____ PROVIDED RECORDS

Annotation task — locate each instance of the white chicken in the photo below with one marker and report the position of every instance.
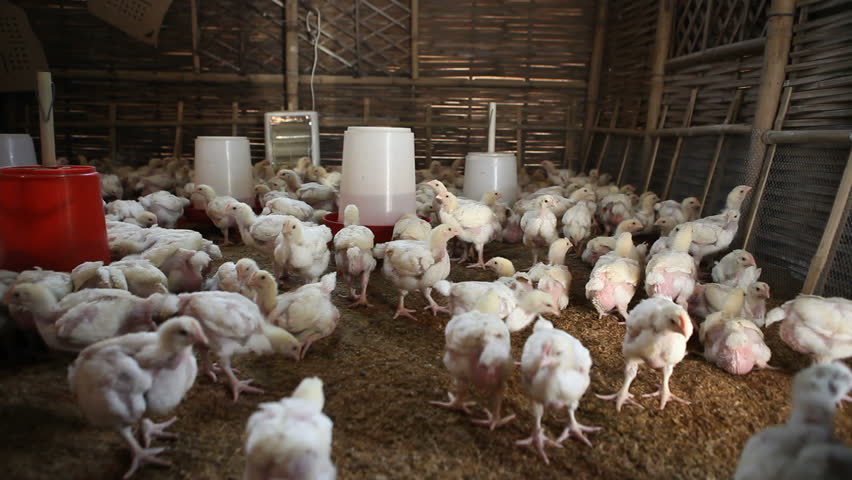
(816, 326)
(731, 342)
(478, 356)
(301, 250)
(217, 209)
(167, 207)
(614, 278)
(805, 446)
(417, 265)
(672, 274)
(554, 373)
(353, 257)
(306, 312)
(539, 226)
(123, 380)
(291, 439)
(657, 332)
(234, 326)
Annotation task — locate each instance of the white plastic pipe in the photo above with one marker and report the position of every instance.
(492, 126)
(45, 115)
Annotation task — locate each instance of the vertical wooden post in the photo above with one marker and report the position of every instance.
(196, 61)
(832, 232)
(179, 131)
(613, 122)
(652, 159)
(687, 121)
(429, 133)
(235, 115)
(733, 111)
(415, 37)
(113, 134)
(665, 13)
(292, 55)
(594, 81)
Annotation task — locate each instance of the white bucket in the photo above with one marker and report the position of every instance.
(484, 172)
(378, 173)
(224, 163)
(16, 150)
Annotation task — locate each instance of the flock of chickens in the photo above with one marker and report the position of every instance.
(135, 322)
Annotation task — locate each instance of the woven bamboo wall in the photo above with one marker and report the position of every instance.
(543, 40)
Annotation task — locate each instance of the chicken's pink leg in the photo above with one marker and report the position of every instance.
(624, 395)
(539, 438)
(152, 430)
(141, 456)
(664, 393)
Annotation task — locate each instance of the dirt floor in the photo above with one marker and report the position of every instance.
(379, 374)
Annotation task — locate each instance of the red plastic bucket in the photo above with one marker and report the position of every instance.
(51, 218)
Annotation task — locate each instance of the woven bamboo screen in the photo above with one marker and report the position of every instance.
(544, 41)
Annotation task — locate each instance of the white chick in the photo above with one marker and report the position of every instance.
(539, 226)
(234, 326)
(353, 247)
(478, 356)
(474, 221)
(731, 269)
(217, 209)
(302, 250)
(614, 278)
(258, 232)
(88, 316)
(120, 381)
(672, 274)
(731, 342)
(555, 373)
(710, 297)
(306, 312)
(686, 210)
(411, 227)
(417, 265)
(657, 332)
(291, 439)
(816, 326)
(167, 207)
(288, 206)
(805, 446)
(554, 277)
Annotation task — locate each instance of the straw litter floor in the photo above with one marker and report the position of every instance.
(379, 374)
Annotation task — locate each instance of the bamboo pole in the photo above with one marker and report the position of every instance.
(831, 234)
(687, 121)
(179, 131)
(593, 85)
(757, 194)
(665, 13)
(196, 60)
(292, 55)
(278, 79)
(235, 116)
(733, 111)
(415, 37)
(613, 121)
(656, 148)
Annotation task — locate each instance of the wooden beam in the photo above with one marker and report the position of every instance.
(832, 232)
(665, 14)
(415, 37)
(687, 121)
(179, 131)
(278, 79)
(196, 60)
(593, 84)
(292, 53)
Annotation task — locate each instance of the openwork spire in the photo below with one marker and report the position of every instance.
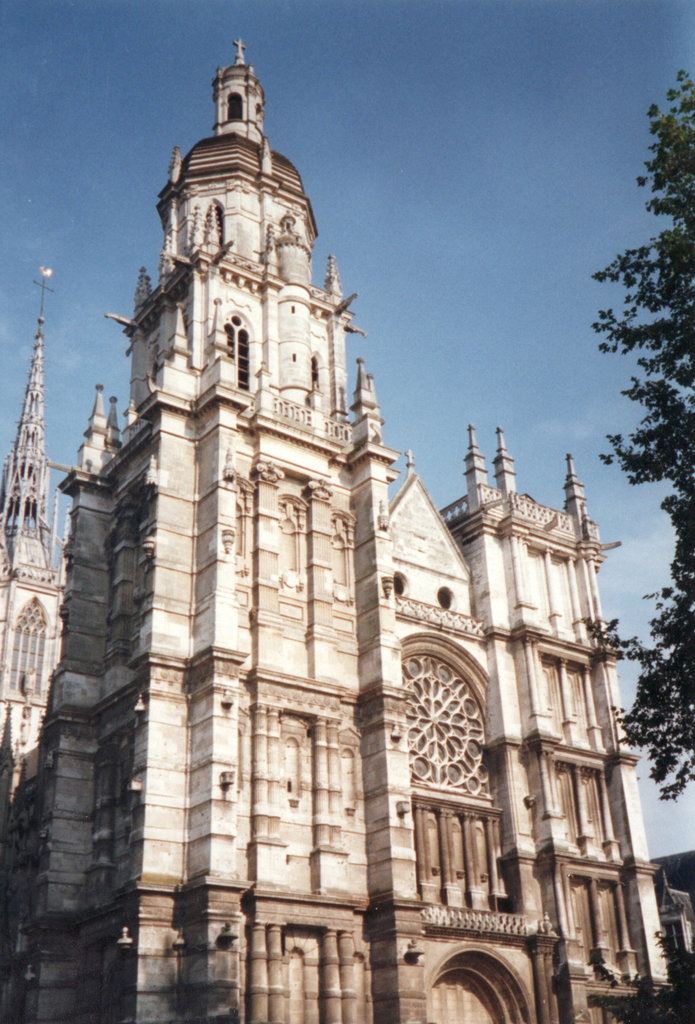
(25, 483)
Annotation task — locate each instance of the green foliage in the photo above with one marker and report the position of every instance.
(657, 326)
(671, 1004)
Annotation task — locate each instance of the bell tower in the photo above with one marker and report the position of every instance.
(239, 99)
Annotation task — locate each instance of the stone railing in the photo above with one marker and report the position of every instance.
(539, 514)
(291, 411)
(312, 419)
(462, 919)
(453, 621)
(455, 510)
(337, 431)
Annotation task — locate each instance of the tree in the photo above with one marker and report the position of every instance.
(671, 1004)
(656, 326)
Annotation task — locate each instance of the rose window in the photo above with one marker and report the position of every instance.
(445, 727)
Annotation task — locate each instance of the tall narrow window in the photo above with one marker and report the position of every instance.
(234, 107)
(237, 347)
(28, 652)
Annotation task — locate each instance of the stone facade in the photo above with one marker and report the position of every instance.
(312, 755)
(31, 585)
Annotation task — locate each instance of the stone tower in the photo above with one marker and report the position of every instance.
(312, 755)
(30, 579)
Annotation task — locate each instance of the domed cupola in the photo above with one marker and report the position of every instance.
(239, 99)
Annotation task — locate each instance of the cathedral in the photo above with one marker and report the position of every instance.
(311, 753)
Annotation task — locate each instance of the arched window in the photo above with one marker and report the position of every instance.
(445, 727)
(234, 107)
(237, 347)
(29, 649)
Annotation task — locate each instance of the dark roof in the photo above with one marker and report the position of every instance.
(223, 154)
(680, 871)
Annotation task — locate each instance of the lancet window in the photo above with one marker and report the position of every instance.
(341, 545)
(234, 107)
(29, 649)
(445, 727)
(237, 347)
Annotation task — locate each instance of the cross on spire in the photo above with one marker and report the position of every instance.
(45, 272)
(240, 51)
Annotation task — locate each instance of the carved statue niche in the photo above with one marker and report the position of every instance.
(293, 512)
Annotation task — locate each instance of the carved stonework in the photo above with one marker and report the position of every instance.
(268, 472)
(445, 727)
(319, 491)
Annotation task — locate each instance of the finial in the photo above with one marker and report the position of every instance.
(332, 284)
(142, 289)
(505, 475)
(45, 272)
(175, 165)
(476, 474)
(240, 51)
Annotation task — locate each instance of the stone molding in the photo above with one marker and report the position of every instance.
(454, 621)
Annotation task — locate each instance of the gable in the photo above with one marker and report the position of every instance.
(419, 535)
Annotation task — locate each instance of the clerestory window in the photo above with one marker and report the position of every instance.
(237, 347)
(29, 649)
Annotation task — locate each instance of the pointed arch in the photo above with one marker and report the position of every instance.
(29, 648)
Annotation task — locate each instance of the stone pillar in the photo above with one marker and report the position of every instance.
(259, 808)
(531, 678)
(273, 773)
(585, 837)
(258, 976)
(335, 787)
(265, 637)
(491, 862)
(321, 826)
(568, 718)
(331, 992)
(577, 617)
(593, 727)
(275, 986)
(626, 957)
(346, 948)
(320, 636)
(554, 604)
(467, 821)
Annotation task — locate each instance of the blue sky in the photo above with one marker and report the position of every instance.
(470, 165)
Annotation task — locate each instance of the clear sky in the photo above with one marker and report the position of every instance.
(470, 165)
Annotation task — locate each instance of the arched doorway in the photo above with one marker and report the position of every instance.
(477, 988)
(459, 998)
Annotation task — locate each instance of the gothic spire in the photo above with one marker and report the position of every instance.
(25, 484)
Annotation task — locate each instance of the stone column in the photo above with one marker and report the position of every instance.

________

TASK REQUIREMENTS:
Type the lines above out again exactly as they appear, skipping every picture.

RESULT OF THE EXERCISE:
Annotation task — locate each instance of the white chicken in the photo below with one marker and report the position of every instance.
(816, 326)
(731, 342)
(478, 356)
(301, 250)
(217, 209)
(167, 207)
(614, 278)
(805, 446)
(417, 265)
(672, 274)
(554, 373)
(353, 257)
(306, 312)
(539, 226)
(123, 380)
(291, 439)
(657, 332)
(234, 326)
Annotation task — locate each instance of the white plastic pipe in the photo above with one marker and report the position of every instance.
(492, 126)
(45, 115)
Annotation task — locate each instance of the vertical wooden post in the photo above with one marker and report the position of every instance.
(196, 61)
(832, 232)
(179, 131)
(613, 122)
(652, 159)
(687, 121)
(429, 133)
(235, 115)
(733, 111)
(415, 37)
(113, 134)
(665, 13)
(292, 55)
(594, 81)
Annotation task — locate each instance of the white bucket in the photo above with one marker and report the position of every instance.
(484, 172)
(378, 173)
(224, 163)
(16, 150)
Annotation task — locate each instance of the flock of chickens in the photo above with one marker and report the position of every instance.
(135, 322)
Annotation task — locate each instance of the woven bamboo wall in the photo above with one marker and report the position of every instance.
(543, 40)
Annotation task — locate each instance of the chicken's pink leg in the photo above with one marker and report the position of every instance.
(624, 395)
(539, 438)
(152, 430)
(141, 456)
(664, 393)
Annotation task — locate each instance of the dirt floor in the photo above with one marker and report the position of every instance.
(379, 374)
Annotation task — locate each instance of the red plastic bucket in the photo above with one marker and report the position of every instance.
(51, 218)
Annotation task — locate each instance of the woven bamboo screen in the photo above with one marker and report the position of every instance.
(544, 41)
Annotation task — locate each instance of the white chick in the photo above with one marker and report the position of every instance.
(539, 226)
(234, 326)
(353, 247)
(478, 356)
(474, 221)
(731, 269)
(217, 209)
(302, 250)
(614, 278)
(258, 232)
(88, 316)
(120, 381)
(672, 274)
(731, 342)
(555, 373)
(710, 297)
(306, 312)
(686, 210)
(411, 227)
(417, 265)
(657, 332)
(291, 439)
(816, 326)
(167, 207)
(288, 206)
(805, 446)
(554, 277)
Annotation task — locate each instance of the straw litter floor in the photo above with one marker and report the position of every instance.
(379, 374)
Annotation task — locate each instance of the bamboo pole in the photo above with one marker and report the position of every instance.
(831, 234)
(687, 121)
(179, 131)
(593, 85)
(757, 194)
(665, 13)
(196, 60)
(292, 55)
(278, 79)
(235, 116)
(733, 111)
(415, 37)
(613, 121)
(656, 148)
Annotation task — locate each instance of the wooden beam in the photo above with one marker and report the position of every instance.
(832, 232)
(665, 14)
(415, 37)
(687, 121)
(179, 131)
(278, 79)
(196, 60)
(593, 84)
(292, 53)
Annotation task — locate each instance of the openwork spire in the photo below with one marker and report the position of every instance.
(25, 483)
Annotation task — locate each instance of the green foliage in the photo above with one marker and report the position of every instance.
(657, 326)
(671, 1004)
Annotation task — locate each instance of the bell tower in the photo above with one marker and report the position of every instance.
(239, 99)
Annotation task — locate each instance of the stone railing in the photo above with one marker and report the position of every instance.
(539, 514)
(291, 411)
(312, 419)
(462, 919)
(453, 621)
(455, 510)
(337, 431)
Annotation task — locate each instance of the tree in the photo above with one marker and report the position of every instance.
(671, 1004)
(656, 326)
Annotation task — locate each instance of the rose window in the photo above with one marker and report the position of every instance.
(445, 727)
Annotation task — locate each instance of the tall narrow window in the photo above with one marker and report the position of every instance.
(234, 107)
(237, 347)
(28, 652)
Annotation task — locate each instance of the stone facade in the photo above with one marker and report the position of every instance.
(312, 755)
(31, 585)
Annotation task — locate each instance of the stone tower in the photo above with one marker and report the position of every instance.
(312, 755)
(30, 579)
Annotation task — locate each instance of the domed cupola in the photo above with one marker and report the position of every instance.
(239, 99)
Annotation task — locate each instance of the cathedral in the photo above with one marker and report the position of every instance.
(311, 753)
Annotation task — locate each instance of the arched window in the photo above with one marker and report the position of every instance.
(445, 727)
(234, 107)
(237, 347)
(29, 649)
Annotation task — locate each instance of the dark roof in the photo above with one marker and report the position of every instance.
(223, 154)
(680, 871)
Annotation task — locate each instance of the lancet window in the photo above with one marker and report the position of every instance.
(341, 545)
(234, 107)
(29, 649)
(445, 727)
(237, 347)
Annotation task — locate each instance of the cross on spire in the photo above with one marker and report the position of every instance.
(45, 272)
(240, 51)
Annotation task — locate each instance of the carved statue niche in the photo above with one marker and report the position of every instance.
(293, 512)
Annotation task — locate each instance of the carved stonework in the photo above with one marker and report the position of every instance.
(268, 472)
(445, 727)
(319, 491)
Annotation task — locate each instance of the finial in the photo above with one marker and report the position of every instance.
(332, 284)
(142, 289)
(505, 475)
(45, 272)
(175, 165)
(476, 474)
(240, 51)
Annotation task — locate each instance of the stone molding in the photo above with one marker and report the position of every instance.
(454, 621)
Annotation task — locate each instance of the gable in the photo above with one marker and report the position of every instance.
(419, 535)
Annotation task — locate each instance of the clerestory window in the photo above with one marker and report the position of every instance.
(237, 347)
(29, 649)
Annotation task — locate each instance of the pointed arch in the photo above with one marker and report the position of every instance.
(29, 648)
Annotation task — locate each instance of the stone pillar in the photo above with one marker and report the position of every instance.
(259, 808)
(531, 678)
(273, 773)
(585, 837)
(258, 976)
(335, 787)
(265, 637)
(491, 862)
(321, 826)
(568, 718)
(331, 992)
(577, 617)
(593, 727)
(275, 986)
(626, 957)
(346, 948)
(320, 636)
(554, 604)
(467, 821)
Annotation task — locate each instance of the blue sky in the photo above with one marker and report the position of every instance.
(470, 165)
Annotation task — locate each instance of the clear sky in the photo above with one marker and report the position of every instance.
(470, 165)
Annotation task — locate each instance of the arched doorway in the photo above with one marker and report the position of every instance.
(477, 988)
(459, 998)
Annotation task — locate each instance of the gothic spire in the photo above with one marker and report the position of every instance.
(25, 484)
Annotation task — locate each instance of the stone column in the photo above with one marker and report the position of every instance.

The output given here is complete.